In the listing below, find each line that holds "column" and list it.

-- Data to process follows --

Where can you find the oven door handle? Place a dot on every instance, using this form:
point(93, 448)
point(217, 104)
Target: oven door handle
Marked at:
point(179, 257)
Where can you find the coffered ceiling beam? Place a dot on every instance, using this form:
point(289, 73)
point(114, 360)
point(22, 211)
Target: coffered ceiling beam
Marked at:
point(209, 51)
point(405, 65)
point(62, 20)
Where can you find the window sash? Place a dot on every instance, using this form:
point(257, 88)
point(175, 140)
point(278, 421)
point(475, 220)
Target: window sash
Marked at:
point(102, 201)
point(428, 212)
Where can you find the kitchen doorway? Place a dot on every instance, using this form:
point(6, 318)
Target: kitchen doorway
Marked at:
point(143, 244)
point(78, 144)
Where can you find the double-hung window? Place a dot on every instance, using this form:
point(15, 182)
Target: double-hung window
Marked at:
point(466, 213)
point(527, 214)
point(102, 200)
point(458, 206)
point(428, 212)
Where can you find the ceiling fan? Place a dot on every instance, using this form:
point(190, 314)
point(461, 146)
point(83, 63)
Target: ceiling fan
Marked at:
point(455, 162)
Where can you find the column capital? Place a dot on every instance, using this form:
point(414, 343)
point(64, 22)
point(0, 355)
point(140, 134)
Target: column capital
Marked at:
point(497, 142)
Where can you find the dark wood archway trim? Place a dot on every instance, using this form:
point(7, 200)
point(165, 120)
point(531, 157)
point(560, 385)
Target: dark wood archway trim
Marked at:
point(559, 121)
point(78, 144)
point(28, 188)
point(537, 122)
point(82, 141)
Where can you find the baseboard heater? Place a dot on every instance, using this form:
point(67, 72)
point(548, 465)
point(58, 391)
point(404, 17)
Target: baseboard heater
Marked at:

-- Data to process concluded --

→ Task answer
Where can you find the column capital? Place a dot on every instance, using this form:
Target: column capital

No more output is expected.